Texto extraído |
■ ■ ■

Marília e Torres estão no centro das investigações que apuram se a PRF (Polícia Rodoviária Federal) montou centenas de blitze no segundo turno para atrapalhar eleitores petistas e favorecer Jair Bolsonaro (PL).
A suspeita da PF é de que a operação tenha sido planejada a partir de um levantamento feito por ela com os locais em que Lula teve mais de 75% dos votos no primeiro turno. O ex-diretor da PRF Silvinei Vasques está preso de forma preventiva desde agosto.
“Havia uma certa pressão para que eu fizesse um relatório que indicasse a relação do PT com facções criminosas, pois havia alguns indicativos disso, mas não fizemos porque não havia comprovação”, diz outro trecho do texto.
Procurada pela reportagem, a defesa de Marília afirmou em nota que desconhece a suposta anotação. “A defesa técnica não teve acesso e desconhece essa suposta anotação. Se ela existir, é sigilosa e seu vazamento deve ser apurado.”
Marília foi diretora de inteligência do Ministério da Justiça no governo Bolsonaro e acompanhou Torres de volta à Secretaria de Segurança do Distrito Federal após a vitória de Lula. Ela era a responsável pela inteligência da secretaria em 8 de janeiro, dia dos ataques golpistas contra as sedes dos três Poderes.
A anotação localizada no celular de Marília também detalha uma suposta pressão de Torres para que a Polícia Federal reforçasse o efetivo no segundo turno das eleições. O ex-ministro chegou a dizer, segundo o texto, que trocaria o então diretor-geral da corporação, Márcio Nunes, se Bolsonaro fosse reeleito.
De acordo com o registro, Torres reclamou que a PF estava fazendo “corpo mole” e que, por isso, a própria Secretaria de Operações Integradas planejaria as ações. O texto descreve ainda uma reunião entre as equipes do ministério e da corporação sobre os indícios de compra de votos no Nordeste.
“Márcio perguntou se havia relatório de inteligência sobre isso, eu disse que ia tentar ver se conseguíamos demonstrar o incremento de crimes eleitorais para que houvesse justificativa de aumento de efetivo em relação ao segundo turno. Porém, conversei com o Tomás [supostamente Tomás Vianna, ex-coordenador de inteligência do ministério], e concluímos que não havia esse incremento.”
A anotação também diz que o ministro “chegou a comentar que gostava muito do Márcio mas que não era uma pessoa muito firme para aquele momento e que numa eventual vitória nas eleições ele trocaria o DG [diretor-geral]”.

■ ■ ■

Entradas fornecidas |

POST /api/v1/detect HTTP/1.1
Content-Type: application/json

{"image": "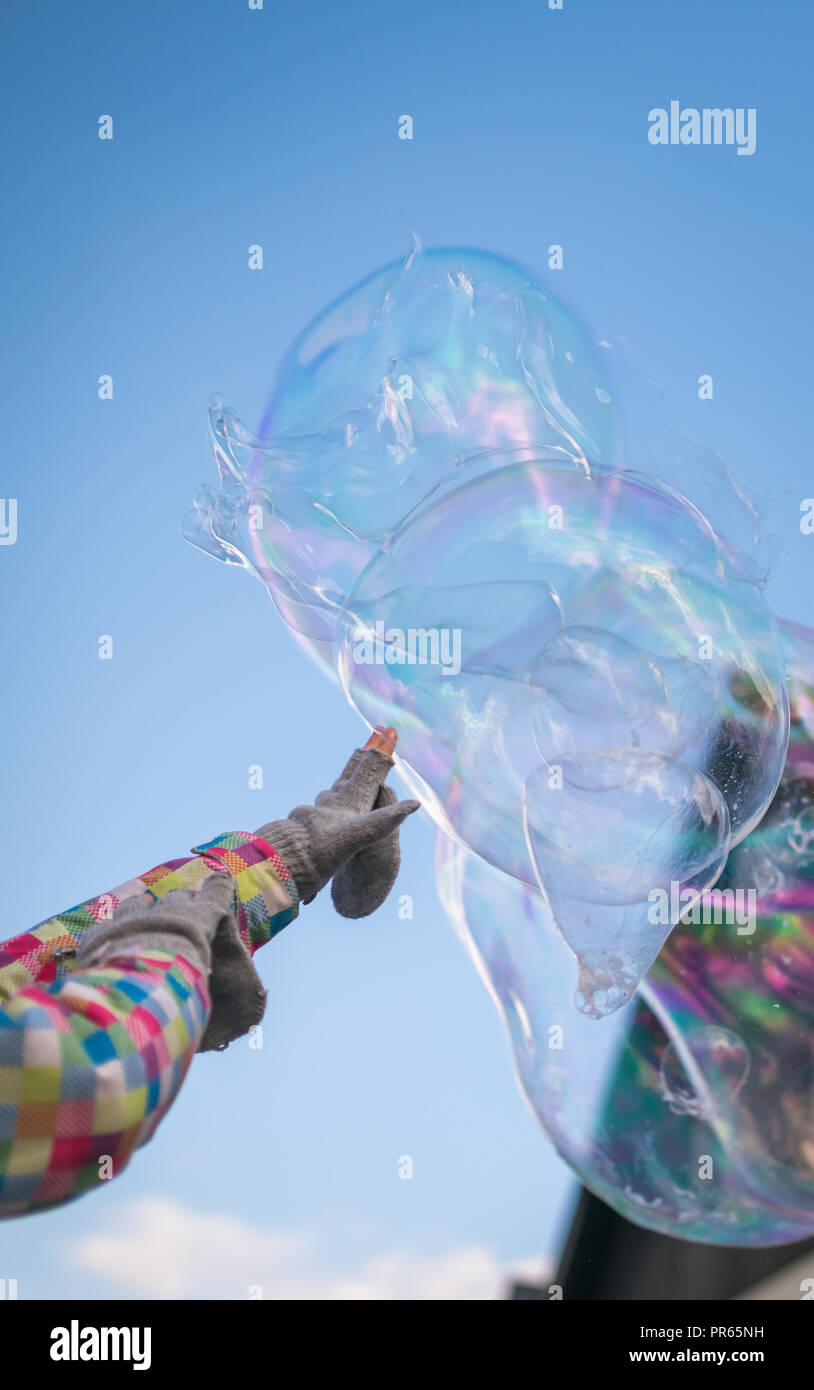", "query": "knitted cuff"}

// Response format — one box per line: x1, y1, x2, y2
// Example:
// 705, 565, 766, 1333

256, 820, 319, 904
75, 874, 232, 979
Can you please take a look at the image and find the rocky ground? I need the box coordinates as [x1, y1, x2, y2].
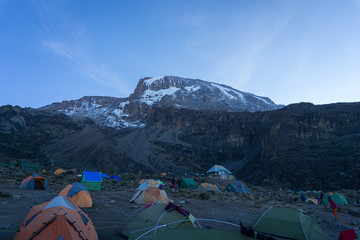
[0, 169, 360, 239]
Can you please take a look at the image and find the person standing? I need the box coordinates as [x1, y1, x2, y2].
[328, 196, 337, 220]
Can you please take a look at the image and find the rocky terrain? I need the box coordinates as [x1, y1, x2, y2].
[0, 169, 360, 240]
[40, 76, 282, 128]
[0, 103, 360, 190]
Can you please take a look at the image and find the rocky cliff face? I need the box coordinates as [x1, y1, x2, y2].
[40, 76, 282, 128]
[0, 103, 360, 190]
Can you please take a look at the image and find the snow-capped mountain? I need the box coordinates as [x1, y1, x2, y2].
[41, 76, 282, 128]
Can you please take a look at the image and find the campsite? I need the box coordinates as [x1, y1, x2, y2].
[0, 164, 360, 239]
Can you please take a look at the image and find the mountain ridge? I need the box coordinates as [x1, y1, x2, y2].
[39, 76, 282, 128]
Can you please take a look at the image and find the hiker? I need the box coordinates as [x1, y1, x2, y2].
[328, 196, 337, 220]
[171, 176, 176, 189]
[319, 192, 325, 204]
[176, 178, 181, 190]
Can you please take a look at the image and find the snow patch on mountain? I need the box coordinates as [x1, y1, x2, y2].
[42, 76, 281, 128]
[185, 86, 200, 92]
[140, 87, 180, 105]
[144, 76, 164, 86]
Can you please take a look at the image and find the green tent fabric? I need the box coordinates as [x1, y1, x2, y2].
[180, 178, 197, 189]
[321, 192, 349, 205]
[18, 159, 40, 170]
[129, 228, 255, 240]
[8, 160, 19, 168]
[0, 162, 8, 168]
[121, 203, 194, 238]
[251, 207, 329, 240]
[225, 183, 236, 192]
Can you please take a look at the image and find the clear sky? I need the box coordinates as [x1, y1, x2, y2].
[0, 0, 360, 107]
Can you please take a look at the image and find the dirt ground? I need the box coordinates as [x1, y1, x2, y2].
[0, 173, 360, 240]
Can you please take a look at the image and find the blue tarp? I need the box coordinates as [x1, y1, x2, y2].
[101, 173, 110, 179]
[66, 182, 89, 198]
[83, 171, 102, 182]
[110, 175, 120, 182]
[206, 165, 231, 174]
[235, 180, 249, 193]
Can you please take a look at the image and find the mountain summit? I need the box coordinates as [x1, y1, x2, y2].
[41, 76, 281, 128]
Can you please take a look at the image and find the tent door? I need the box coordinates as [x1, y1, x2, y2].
[34, 178, 45, 190]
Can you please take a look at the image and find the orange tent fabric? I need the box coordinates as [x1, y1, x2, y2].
[59, 183, 93, 208]
[14, 196, 98, 240]
[54, 168, 66, 175]
[130, 186, 173, 204]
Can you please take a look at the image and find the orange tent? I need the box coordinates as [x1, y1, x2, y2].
[59, 182, 93, 208]
[54, 168, 66, 175]
[130, 186, 173, 204]
[14, 196, 98, 240]
[197, 183, 220, 192]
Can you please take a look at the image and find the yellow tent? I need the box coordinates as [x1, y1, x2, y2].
[54, 168, 66, 175]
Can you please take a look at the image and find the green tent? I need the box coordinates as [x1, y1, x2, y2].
[225, 183, 236, 192]
[129, 228, 255, 240]
[81, 171, 103, 191]
[321, 192, 349, 205]
[121, 203, 194, 238]
[17, 159, 40, 170]
[0, 162, 8, 168]
[251, 207, 329, 240]
[180, 178, 197, 189]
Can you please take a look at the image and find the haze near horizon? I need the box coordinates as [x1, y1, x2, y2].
[0, 0, 360, 107]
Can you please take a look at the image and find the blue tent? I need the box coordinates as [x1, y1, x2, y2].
[110, 175, 120, 182]
[19, 175, 49, 190]
[235, 180, 249, 193]
[101, 173, 110, 179]
[206, 165, 231, 175]
[81, 171, 103, 191]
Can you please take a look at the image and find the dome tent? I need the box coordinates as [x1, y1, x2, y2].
[250, 206, 329, 240]
[14, 196, 98, 240]
[59, 182, 93, 208]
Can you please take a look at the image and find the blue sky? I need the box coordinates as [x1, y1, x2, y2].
[0, 0, 360, 107]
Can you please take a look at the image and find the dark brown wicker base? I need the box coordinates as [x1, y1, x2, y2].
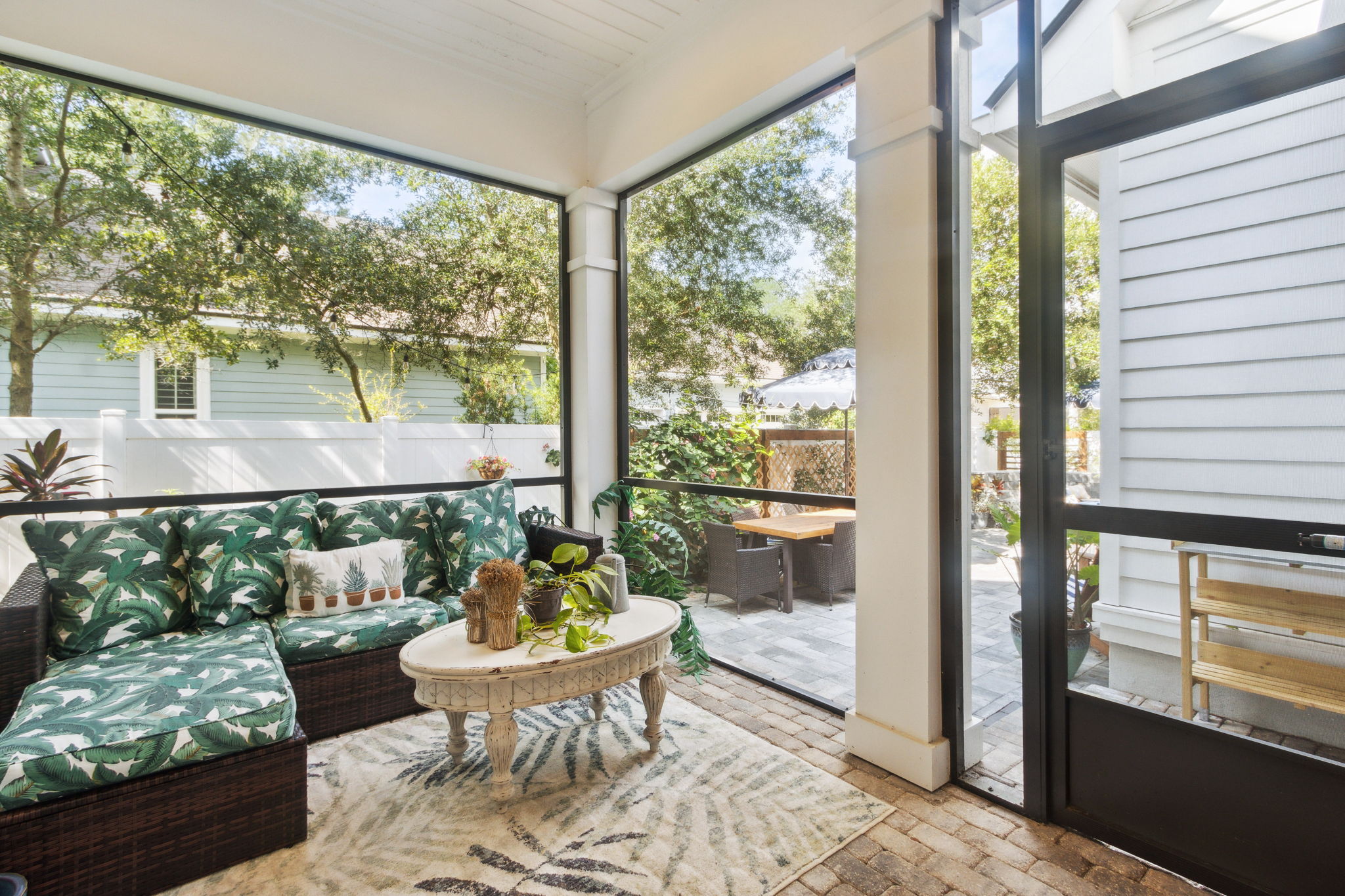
[0, 731, 308, 896]
[285, 645, 425, 740]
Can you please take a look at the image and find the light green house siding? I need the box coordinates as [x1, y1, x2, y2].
[0, 329, 140, 416]
[0, 328, 542, 423]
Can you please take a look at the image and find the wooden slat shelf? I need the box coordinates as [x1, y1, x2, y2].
[1192, 641, 1345, 714]
[1190, 579, 1345, 638]
[1174, 545, 1345, 719]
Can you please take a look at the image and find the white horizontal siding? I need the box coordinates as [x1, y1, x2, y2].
[1120, 283, 1345, 340]
[0, 328, 140, 417]
[1100, 77, 1345, 642]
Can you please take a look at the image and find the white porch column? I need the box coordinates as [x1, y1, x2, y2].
[846, 0, 950, 790]
[565, 186, 617, 538]
[91, 407, 128, 498]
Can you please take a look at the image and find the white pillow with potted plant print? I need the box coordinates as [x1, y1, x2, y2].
[285, 540, 408, 616]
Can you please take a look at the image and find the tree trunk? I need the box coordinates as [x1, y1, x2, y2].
[9, 281, 37, 416]
[336, 341, 374, 423]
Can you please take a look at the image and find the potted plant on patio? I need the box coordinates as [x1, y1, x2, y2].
[0, 430, 108, 510]
[467, 454, 516, 480]
[991, 503, 1099, 681]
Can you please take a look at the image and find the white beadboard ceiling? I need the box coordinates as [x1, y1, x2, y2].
[268, 0, 726, 104]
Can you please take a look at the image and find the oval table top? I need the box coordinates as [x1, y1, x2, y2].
[399, 594, 682, 678]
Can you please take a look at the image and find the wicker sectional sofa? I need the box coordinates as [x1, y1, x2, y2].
[0, 481, 600, 896]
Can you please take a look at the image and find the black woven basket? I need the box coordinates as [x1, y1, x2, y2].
[527, 525, 603, 574]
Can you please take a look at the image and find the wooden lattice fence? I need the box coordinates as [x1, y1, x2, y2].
[757, 430, 856, 516]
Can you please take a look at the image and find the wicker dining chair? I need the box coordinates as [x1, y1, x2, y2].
[703, 523, 780, 616]
[793, 520, 854, 610]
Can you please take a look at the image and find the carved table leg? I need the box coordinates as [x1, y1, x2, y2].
[485, 711, 518, 800]
[640, 668, 667, 752]
[444, 710, 467, 765]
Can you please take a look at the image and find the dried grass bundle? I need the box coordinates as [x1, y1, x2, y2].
[461, 588, 485, 643]
[476, 559, 525, 650]
[476, 559, 525, 611]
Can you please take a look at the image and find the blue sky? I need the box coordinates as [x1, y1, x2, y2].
[971, 0, 1065, 118]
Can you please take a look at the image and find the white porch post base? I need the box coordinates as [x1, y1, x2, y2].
[846, 0, 961, 790]
[565, 186, 617, 540]
[845, 710, 952, 790]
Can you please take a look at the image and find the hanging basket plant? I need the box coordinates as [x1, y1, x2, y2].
[467, 454, 515, 480]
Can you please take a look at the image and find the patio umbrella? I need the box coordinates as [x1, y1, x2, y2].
[741, 348, 856, 492]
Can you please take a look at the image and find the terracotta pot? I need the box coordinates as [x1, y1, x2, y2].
[523, 588, 565, 624]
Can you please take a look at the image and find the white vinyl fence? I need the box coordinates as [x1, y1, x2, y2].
[0, 410, 563, 594]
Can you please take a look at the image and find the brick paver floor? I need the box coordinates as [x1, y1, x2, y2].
[667, 658, 1209, 896]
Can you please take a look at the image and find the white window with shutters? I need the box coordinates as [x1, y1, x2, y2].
[140, 349, 209, 421]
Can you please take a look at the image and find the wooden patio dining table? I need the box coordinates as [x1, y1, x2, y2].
[733, 509, 854, 612]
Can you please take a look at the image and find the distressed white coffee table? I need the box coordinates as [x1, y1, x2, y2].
[401, 595, 682, 800]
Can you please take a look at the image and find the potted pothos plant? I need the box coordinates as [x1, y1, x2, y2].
[990, 503, 1099, 681]
[523, 544, 608, 624]
[467, 454, 516, 480]
[518, 544, 612, 653]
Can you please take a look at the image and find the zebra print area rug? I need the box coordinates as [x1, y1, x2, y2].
[172, 685, 891, 896]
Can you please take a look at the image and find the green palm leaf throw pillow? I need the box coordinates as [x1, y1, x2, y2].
[23, 511, 190, 660]
[317, 498, 445, 597]
[177, 492, 317, 629]
[425, 480, 527, 594]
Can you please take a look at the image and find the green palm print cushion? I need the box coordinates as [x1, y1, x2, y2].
[271, 598, 448, 662]
[41, 619, 276, 678]
[425, 480, 527, 594]
[0, 623, 295, 809]
[317, 498, 444, 597]
[421, 588, 467, 622]
[177, 492, 317, 629]
[23, 511, 190, 660]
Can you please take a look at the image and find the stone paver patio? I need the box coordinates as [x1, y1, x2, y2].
[688, 529, 1044, 802]
[688, 529, 1345, 803]
[667, 658, 1210, 896]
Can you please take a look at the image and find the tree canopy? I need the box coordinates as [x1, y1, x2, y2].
[971, 153, 1101, 403]
[627, 94, 854, 410]
[0, 68, 560, 421]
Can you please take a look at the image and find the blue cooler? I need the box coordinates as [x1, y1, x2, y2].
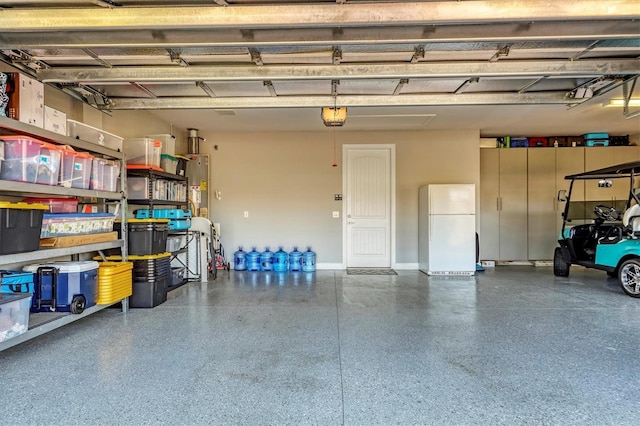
[23, 260, 98, 314]
[0, 270, 34, 294]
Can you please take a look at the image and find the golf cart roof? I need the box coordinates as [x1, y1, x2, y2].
[565, 161, 640, 180]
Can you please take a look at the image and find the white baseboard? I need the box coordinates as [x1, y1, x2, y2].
[393, 263, 419, 271]
[316, 263, 347, 270]
[316, 263, 418, 271]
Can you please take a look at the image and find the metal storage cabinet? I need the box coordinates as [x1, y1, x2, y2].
[479, 148, 528, 260]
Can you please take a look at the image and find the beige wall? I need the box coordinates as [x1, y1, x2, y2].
[201, 129, 480, 264]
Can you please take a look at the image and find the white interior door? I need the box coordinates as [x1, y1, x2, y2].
[343, 145, 395, 268]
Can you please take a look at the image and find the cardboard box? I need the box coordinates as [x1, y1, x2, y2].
[7, 72, 44, 128]
[44, 105, 67, 136]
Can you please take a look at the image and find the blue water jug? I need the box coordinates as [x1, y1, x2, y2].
[247, 247, 260, 271]
[289, 247, 302, 271]
[302, 247, 316, 272]
[260, 247, 273, 271]
[233, 247, 247, 271]
[273, 247, 289, 272]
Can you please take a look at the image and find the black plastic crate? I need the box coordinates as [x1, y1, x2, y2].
[113, 219, 169, 256]
[129, 277, 169, 308]
[0, 201, 49, 255]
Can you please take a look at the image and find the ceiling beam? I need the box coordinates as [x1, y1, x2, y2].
[37, 59, 640, 83]
[0, 21, 640, 49]
[0, 0, 640, 32]
[104, 92, 584, 110]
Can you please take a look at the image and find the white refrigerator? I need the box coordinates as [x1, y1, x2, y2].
[418, 184, 476, 275]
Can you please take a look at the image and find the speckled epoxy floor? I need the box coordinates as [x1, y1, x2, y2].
[0, 266, 640, 425]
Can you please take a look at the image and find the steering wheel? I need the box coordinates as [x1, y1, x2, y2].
[593, 204, 620, 222]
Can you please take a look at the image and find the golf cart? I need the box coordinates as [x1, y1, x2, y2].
[553, 162, 640, 297]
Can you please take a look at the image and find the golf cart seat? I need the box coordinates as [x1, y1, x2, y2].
[622, 204, 640, 238]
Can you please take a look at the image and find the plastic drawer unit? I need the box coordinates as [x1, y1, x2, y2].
[0, 293, 31, 342]
[60, 149, 93, 189]
[40, 213, 115, 238]
[23, 260, 98, 314]
[97, 262, 133, 305]
[22, 198, 78, 213]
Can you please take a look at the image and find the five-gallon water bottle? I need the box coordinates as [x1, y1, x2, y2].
[302, 247, 316, 272]
[247, 247, 260, 271]
[233, 247, 247, 271]
[289, 247, 302, 271]
[273, 247, 289, 272]
[260, 247, 273, 271]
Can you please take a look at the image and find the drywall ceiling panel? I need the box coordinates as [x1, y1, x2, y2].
[273, 80, 330, 96]
[401, 78, 465, 94]
[338, 79, 400, 95]
[205, 81, 271, 97]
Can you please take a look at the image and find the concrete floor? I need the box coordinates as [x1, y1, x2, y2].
[0, 266, 640, 425]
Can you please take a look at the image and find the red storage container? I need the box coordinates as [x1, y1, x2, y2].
[529, 136, 549, 147]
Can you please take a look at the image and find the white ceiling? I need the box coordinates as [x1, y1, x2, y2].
[0, 0, 640, 136]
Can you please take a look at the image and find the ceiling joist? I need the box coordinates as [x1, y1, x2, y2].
[37, 59, 640, 83]
[0, 21, 640, 49]
[0, 0, 640, 32]
[104, 93, 584, 110]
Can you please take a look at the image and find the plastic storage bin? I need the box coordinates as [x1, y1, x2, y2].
[509, 138, 529, 148]
[167, 235, 184, 253]
[128, 253, 171, 308]
[23, 260, 98, 314]
[36, 143, 63, 185]
[22, 198, 78, 213]
[0, 293, 32, 342]
[135, 209, 191, 219]
[0, 136, 45, 183]
[0, 201, 49, 255]
[67, 120, 123, 151]
[0, 270, 34, 294]
[60, 149, 93, 189]
[170, 267, 184, 287]
[529, 136, 549, 147]
[144, 134, 176, 156]
[135, 209, 191, 231]
[89, 158, 120, 192]
[40, 213, 115, 238]
[127, 177, 152, 200]
[124, 138, 162, 167]
[160, 154, 178, 173]
[96, 262, 133, 305]
[122, 219, 169, 256]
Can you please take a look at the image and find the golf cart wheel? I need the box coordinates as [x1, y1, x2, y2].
[553, 247, 571, 277]
[71, 296, 87, 314]
[618, 258, 640, 297]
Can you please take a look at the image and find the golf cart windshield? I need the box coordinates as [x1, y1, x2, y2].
[564, 162, 640, 223]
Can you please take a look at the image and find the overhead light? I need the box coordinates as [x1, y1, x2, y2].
[602, 98, 640, 108]
[321, 107, 347, 127]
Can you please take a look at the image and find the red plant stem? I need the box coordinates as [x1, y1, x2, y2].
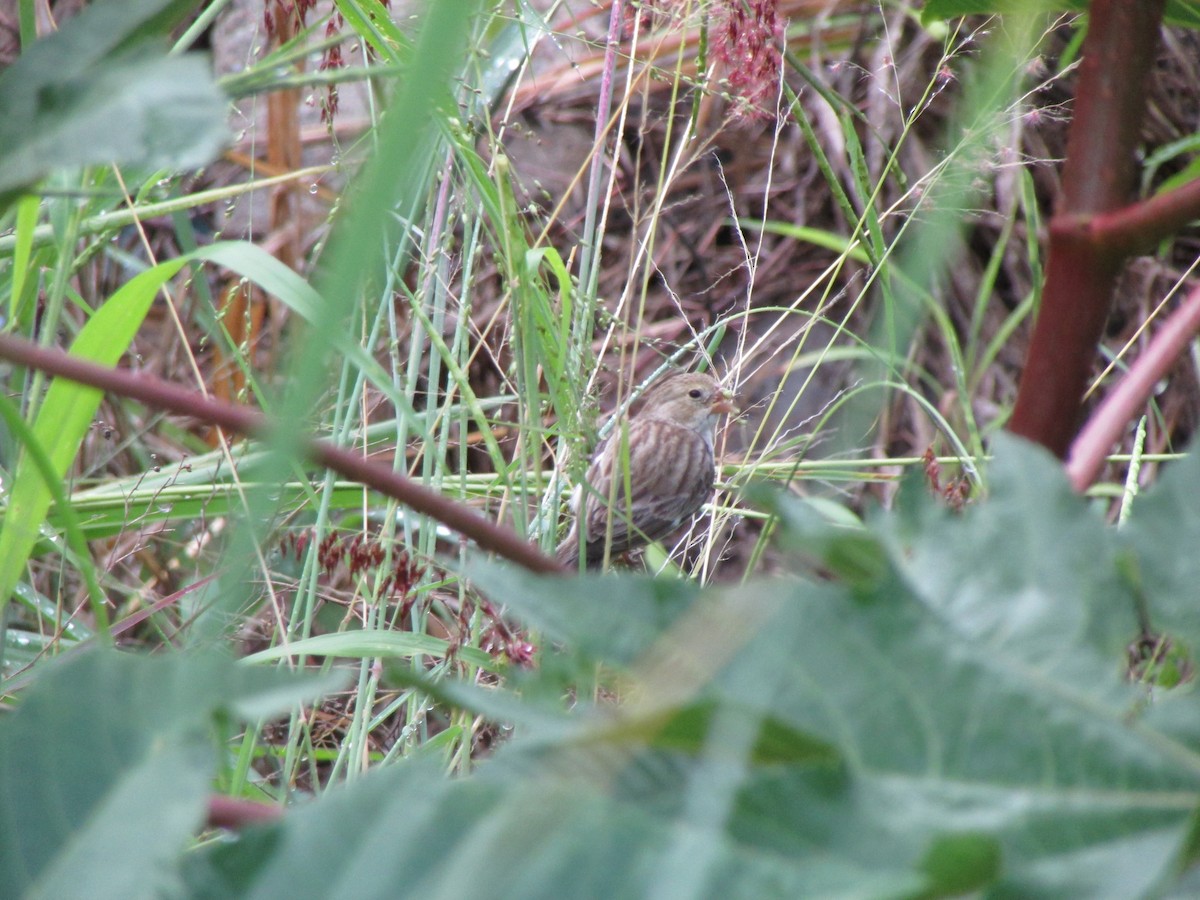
[0, 335, 564, 574]
[1008, 0, 1165, 456]
[208, 794, 283, 829]
[1067, 288, 1200, 491]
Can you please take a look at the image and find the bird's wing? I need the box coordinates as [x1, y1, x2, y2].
[583, 419, 713, 556]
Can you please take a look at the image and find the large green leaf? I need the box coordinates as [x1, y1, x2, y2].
[0, 650, 341, 898]
[174, 439, 1200, 898]
[0, 0, 228, 197]
[920, 0, 1200, 29]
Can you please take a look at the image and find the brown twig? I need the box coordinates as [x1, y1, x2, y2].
[1008, 0, 1165, 456]
[1067, 288, 1200, 491]
[0, 335, 563, 574]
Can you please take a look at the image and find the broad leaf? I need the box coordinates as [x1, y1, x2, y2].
[0, 650, 340, 898]
[0, 0, 228, 197]
[177, 439, 1200, 898]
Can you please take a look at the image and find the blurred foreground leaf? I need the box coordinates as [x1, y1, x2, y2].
[175, 439, 1200, 898]
[0, 649, 341, 898]
[0, 0, 228, 199]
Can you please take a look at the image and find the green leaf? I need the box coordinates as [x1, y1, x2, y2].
[920, 0, 1200, 29]
[0, 650, 342, 898]
[245, 629, 498, 670]
[0, 0, 228, 196]
[0, 259, 185, 602]
[174, 437, 1200, 898]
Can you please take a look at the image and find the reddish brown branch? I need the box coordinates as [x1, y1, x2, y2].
[0, 335, 563, 572]
[208, 794, 283, 829]
[1009, 0, 1165, 456]
[1091, 179, 1200, 256]
[1067, 288, 1200, 491]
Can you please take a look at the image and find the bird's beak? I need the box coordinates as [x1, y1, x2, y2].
[709, 391, 738, 415]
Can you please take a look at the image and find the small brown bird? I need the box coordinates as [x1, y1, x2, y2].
[557, 374, 734, 569]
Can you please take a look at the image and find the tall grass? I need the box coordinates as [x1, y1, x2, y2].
[0, 0, 1161, 797]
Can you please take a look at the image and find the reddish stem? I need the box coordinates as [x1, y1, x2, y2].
[1008, 0, 1165, 456]
[208, 794, 283, 829]
[0, 335, 564, 574]
[1091, 178, 1200, 256]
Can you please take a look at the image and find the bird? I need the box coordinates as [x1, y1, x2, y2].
[556, 372, 734, 569]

■ ■ ■

Tarefas a realizar |
1/ De acordo com o texto sobre as blitze da PRF, desde quando o ex-diretor da PRF Silvinei Vasques está preso de forma preventiva?
2/ Copie sem alterações o trecho do texto sobre as blitze da PRF que vai de "Marília foi diretora" a "Bolsonaro fosse reeleito.", incluindo essas duas passagens.
As entradas foram retiradas de outra fonte.

Soluções dos exercícios |
1/ Desde agosto.

2/
Marília foi diretora de inteligência do Ministério da Justiça no governo Bolsonaro e acompanhou Torres de volta à Secretaria de Segurança do Distrito Federal após a vitória de Lula. Ela era a responsável pela inteligência da secretaria em 8 de janeiro, dia dos ataques golpistas contra as sedes dos três Poderes.
A anotação localizada no celular de Marília também detalha uma suposta pressão de Torres para que a Polícia Federal reforçasse o efetivo no segundo turno das eleições. O ex-ministro chegou a dizer, segundo o texto, que trocaria o então diretor-geral da corporação, Márcio Nunes, se Bolsonaro fosse reeleito.